Which lines hold the string "brochure"? Copy each of them from the material below.

** Data to examine follows **

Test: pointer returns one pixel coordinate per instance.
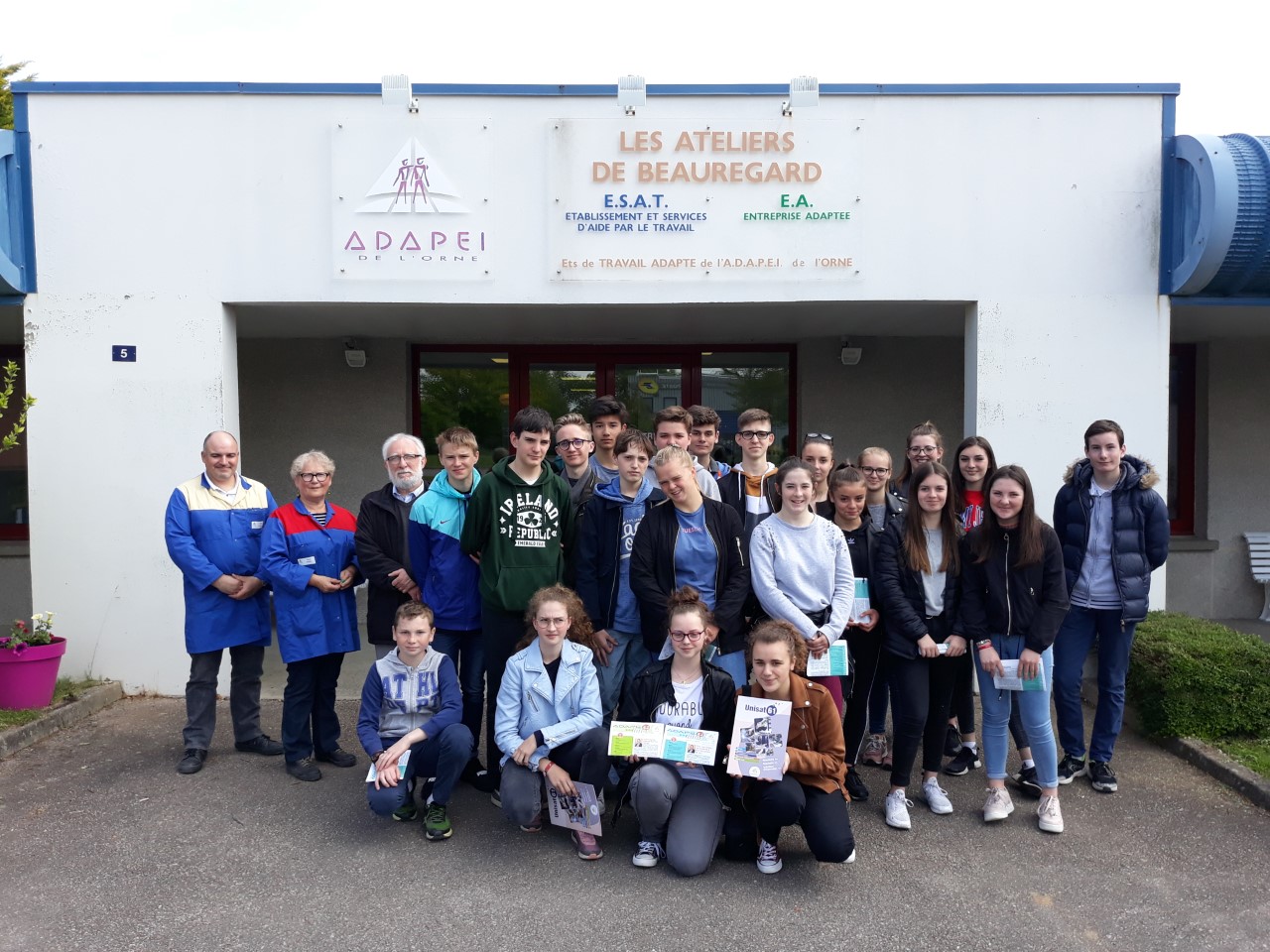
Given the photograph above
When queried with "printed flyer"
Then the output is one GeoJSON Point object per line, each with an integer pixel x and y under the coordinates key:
{"type": "Point", "coordinates": [758, 738]}
{"type": "Point", "coordinates": [835, 660]}
{"type": "Point", "coordinates": [579, 812]}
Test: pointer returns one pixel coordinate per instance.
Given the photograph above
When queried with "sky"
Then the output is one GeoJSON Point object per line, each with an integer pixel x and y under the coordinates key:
{"type": "Point", "coordinates": [1205, 48]}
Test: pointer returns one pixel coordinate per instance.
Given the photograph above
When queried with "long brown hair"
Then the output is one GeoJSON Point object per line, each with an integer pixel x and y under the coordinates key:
{"type": "Point", "coordinates": [778, 633]}
{"type": "Point", "coordinates": [915, 535]}
{"type": "Point", "coordinates": [579, 622]}
{"type": "Point", "coordinates": [1030, 546]}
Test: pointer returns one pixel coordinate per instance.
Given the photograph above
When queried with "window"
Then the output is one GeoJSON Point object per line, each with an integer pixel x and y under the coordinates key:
{"type": "Point", "coordinates": [1182, 439]}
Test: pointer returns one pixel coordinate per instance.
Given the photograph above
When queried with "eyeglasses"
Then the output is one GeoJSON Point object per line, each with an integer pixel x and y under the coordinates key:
{"type": "Point", "coordinates": [688, 635]}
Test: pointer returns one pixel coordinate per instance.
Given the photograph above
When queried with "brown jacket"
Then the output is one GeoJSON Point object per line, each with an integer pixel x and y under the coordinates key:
{"type": "Point", "coordinates": [816, 747]}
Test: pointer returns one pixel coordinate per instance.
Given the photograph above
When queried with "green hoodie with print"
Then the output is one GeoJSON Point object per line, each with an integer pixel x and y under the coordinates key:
{"type": "Point", "coordinates": [518, 530]}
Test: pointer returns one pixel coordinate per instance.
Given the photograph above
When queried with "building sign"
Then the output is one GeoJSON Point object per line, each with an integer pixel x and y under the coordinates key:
{"type": "Point", "coordinates": [412, 199]}
{"type": "Point", "coordinates": [707, 199]}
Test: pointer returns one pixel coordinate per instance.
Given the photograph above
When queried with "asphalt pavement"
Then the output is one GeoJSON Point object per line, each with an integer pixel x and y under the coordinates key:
{"type": "Point", "coordinates": [108, 848]}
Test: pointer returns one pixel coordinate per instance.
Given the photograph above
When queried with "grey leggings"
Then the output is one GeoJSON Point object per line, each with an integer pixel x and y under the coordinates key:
{"type": "Point", "coordinates": [684, 815]}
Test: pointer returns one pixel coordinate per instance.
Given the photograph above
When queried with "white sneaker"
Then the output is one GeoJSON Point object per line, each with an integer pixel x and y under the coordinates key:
{"type": "Point", "coordinates": [998, 805]}
{"type": "Point", "coordinates": [769, 857]}
{"type": "Point", "coordinates": [648, 855]}
{"type": "Point", "coordinates": [937, 797]}
{"type": "Point", "coordinates": [897, 810]}
{"type": "Point", "coordinates": [1049, 817]}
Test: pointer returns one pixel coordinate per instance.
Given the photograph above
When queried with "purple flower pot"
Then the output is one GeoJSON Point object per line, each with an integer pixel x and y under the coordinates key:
{"type": "Point", "coordinates": [28, 676]}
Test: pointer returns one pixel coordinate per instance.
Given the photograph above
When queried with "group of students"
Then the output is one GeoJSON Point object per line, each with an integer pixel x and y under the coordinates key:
{"type": "Point", "coordinates": [649, 581]}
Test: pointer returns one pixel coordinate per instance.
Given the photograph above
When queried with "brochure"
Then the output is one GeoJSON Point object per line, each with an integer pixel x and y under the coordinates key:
{"type": "Point", "coordinates": [758, 738]}
{"type": "Point", "coordinates": [861, 603]}
{"type": "Point", "coordinates": [662, 742]}
{"type": "Point", "coordinates": [579, 812]}
{"type": "Point", "coordinates": [402, 762]}
{"type": "Point", "coordinates": [635, 739]}
{"type": "Point", "coordinates": [688, 746]}
{"type": "Point", "coordinates": [1010, 680]}
{"type": "Point", "coordinates": [835, 660]}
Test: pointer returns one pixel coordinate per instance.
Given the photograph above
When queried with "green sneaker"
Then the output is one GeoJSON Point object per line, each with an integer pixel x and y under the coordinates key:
{"type": "Point", "coordinates": [436, 823]}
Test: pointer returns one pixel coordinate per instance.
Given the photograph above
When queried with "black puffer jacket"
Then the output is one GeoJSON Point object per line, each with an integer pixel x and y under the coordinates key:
{"type": "Point", "coordinates": [903, 598]}
{"type": "Point", "coordinates": [1029, 601]}
{"type": "Point", "coordinates": [1139, 530]}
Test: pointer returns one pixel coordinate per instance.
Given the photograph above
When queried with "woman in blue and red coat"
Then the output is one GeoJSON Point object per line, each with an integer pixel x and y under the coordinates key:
{"type": "Point", "coordinates": [308, 555]}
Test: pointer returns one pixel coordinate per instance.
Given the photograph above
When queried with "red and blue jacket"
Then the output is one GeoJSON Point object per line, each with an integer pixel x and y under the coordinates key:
{"type": "Point", "coordinates": [294, 548]}
{"type": "Point", "coordinates": [208, 537]}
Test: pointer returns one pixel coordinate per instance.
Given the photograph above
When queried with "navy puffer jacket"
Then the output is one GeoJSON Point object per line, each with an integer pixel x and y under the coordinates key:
{"type": "Point", "coordinates": [1139, 530]}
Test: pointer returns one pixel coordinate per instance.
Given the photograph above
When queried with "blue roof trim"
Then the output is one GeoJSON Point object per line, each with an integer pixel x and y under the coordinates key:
{"type": "Point", "coordinates": [494, 89]}
{"type": "Point", "coordinates": [1218, 216]}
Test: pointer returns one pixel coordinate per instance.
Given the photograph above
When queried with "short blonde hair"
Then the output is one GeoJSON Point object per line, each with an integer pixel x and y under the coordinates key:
{"type": "Point", "coordinates": [324, 461]}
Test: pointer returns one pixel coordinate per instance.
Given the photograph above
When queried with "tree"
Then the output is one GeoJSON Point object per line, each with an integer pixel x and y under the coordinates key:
{"type": "Point", "coordinates": [7, 94]}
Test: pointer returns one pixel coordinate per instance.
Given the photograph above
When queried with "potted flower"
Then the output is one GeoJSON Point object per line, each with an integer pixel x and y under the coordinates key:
{"type": "Point", "coordinates": [30, 657]}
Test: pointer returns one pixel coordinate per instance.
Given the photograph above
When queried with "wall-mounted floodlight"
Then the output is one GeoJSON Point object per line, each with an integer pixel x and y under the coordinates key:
{"type": "Point", "coordinates": [804, 93]}
{"type": "Point", "coordinates": [631, 93]}
{"type": "Point", "coordinates": [395, 93]}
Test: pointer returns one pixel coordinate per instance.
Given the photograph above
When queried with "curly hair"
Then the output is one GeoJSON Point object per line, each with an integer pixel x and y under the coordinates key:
{"type": "Point", "coordinates": [580, 630]}
{"type": "Point", "coordinates": [776, 633]}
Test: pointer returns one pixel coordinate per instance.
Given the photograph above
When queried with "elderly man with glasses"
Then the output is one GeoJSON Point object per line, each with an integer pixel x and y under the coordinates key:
{"type": "Point", "coordinates": [382, 546]}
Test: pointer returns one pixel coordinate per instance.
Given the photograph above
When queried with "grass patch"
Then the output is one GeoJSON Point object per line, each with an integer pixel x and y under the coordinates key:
{"type": "Point", "coordinates": [1254, 754]}
{"type": "Point", "coordinates": [67, 689]}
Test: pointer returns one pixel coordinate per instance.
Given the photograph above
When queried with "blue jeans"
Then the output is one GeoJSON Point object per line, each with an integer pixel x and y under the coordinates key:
{"type": "Point", "coordinates": [625, 661]}
{"type": "Point", "coordinates": [1033, 708]}
{"type": "Point", "coordinates": [1080, 630]}
{"type": "Point", "coordinates": [466, 649]}
{"type": "Point", "coordinates": [443, 757]}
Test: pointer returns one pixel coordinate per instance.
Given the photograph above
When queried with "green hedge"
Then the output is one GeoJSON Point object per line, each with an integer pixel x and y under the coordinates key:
{"type": "Point", "coordinates": [1194, 678]}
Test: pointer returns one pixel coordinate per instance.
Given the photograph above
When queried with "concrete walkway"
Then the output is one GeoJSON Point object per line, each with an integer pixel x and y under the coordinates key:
{"type": "Point", "coordinates": [108, 848]}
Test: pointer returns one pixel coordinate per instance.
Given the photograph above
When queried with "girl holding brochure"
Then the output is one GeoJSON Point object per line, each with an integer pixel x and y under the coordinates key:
{"type": "Point", "coordinates": [1014, 603]}
{"type": "Point", "coordinates": [801, 569]}
{"type": "Point", "coordinates": [848, 495]}
{"type": "Point", "coordinates": [917, 580]}
{"type": "Point", "coordinates": [811, 792]}
{"type": "Point", "coordinates": [548, 722]}
{"type": "Point", "coordinates": [679, 806]}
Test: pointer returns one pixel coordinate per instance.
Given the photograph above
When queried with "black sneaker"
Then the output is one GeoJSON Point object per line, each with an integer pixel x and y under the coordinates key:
{"type": "Point", "coordinates": [191, 761]}
{"type": "Point", "coordinates": [336, 758]}
{"type": "Point", "coordinates": [1102, 777]}
{"type": "Point", "coordinates": [856, 785]}
{"type": "Point", "coordinates": [304, 770]}
{"type": "Point", "coordinates": [262, 744]}
{"type": "Point", "coordinates": [1070, 769]}
{"type": "Point", "coordinates": [962, 763]}
{"type": "Point", "coordinates": [1026, 779]}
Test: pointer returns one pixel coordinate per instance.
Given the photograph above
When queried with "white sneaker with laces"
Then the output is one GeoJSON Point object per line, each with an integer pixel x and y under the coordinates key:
{"type": "Point", "coordinates": [769, 857]}
{"type": "Point", "coordinates": [897, 810]}
{"type": "Point", "coordinates": [998, 805]}
{"type": "Point", "coordinates": [648, 855]}
{"type": "Point", "coordinates": [937, 797]}
{"type": "Point", "coordinates": [1049, 817]}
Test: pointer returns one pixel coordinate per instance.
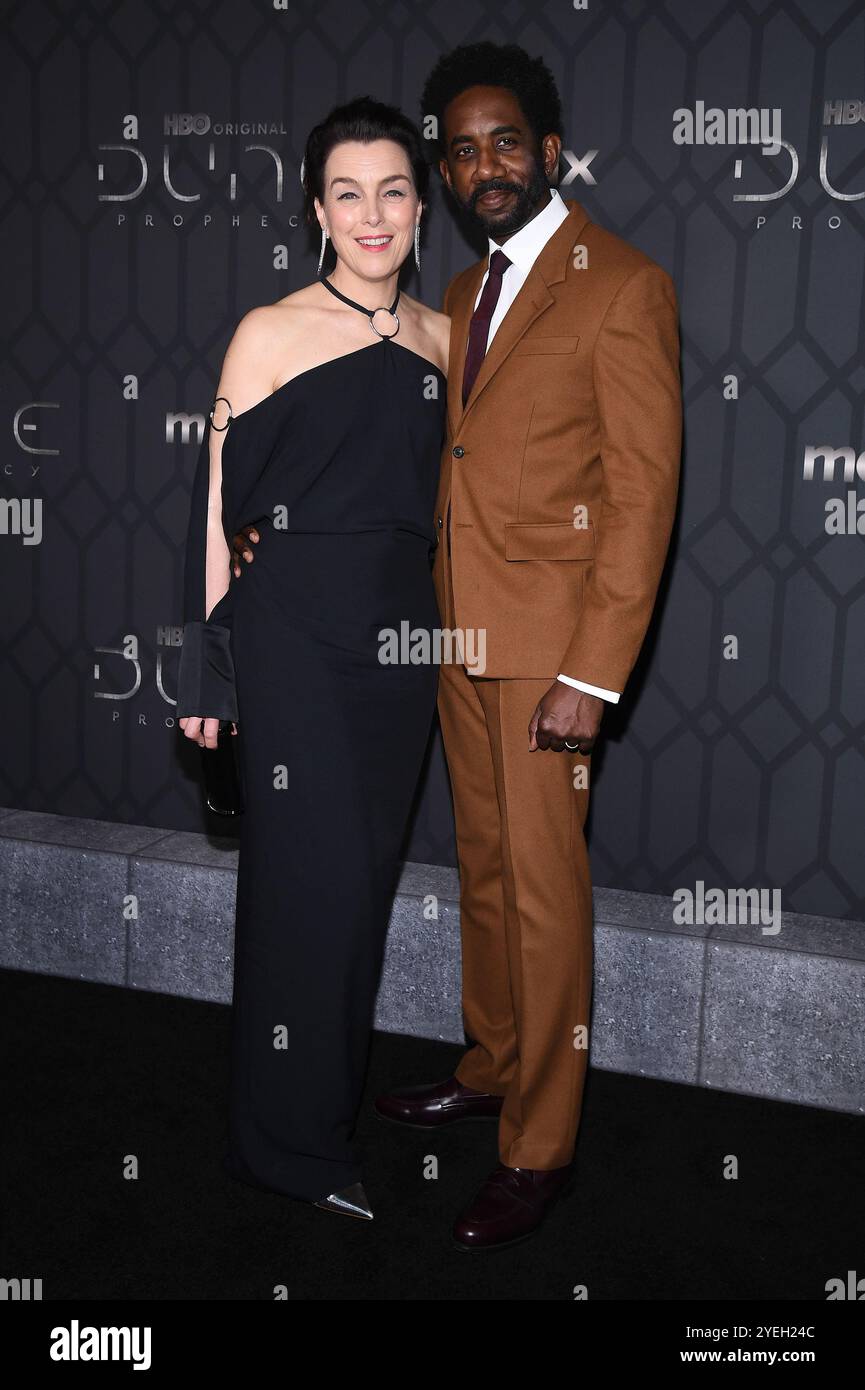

** End of Data to examine **

Solution for this exercise:
When queried with "brochure"
When queried with "girl holding brochure"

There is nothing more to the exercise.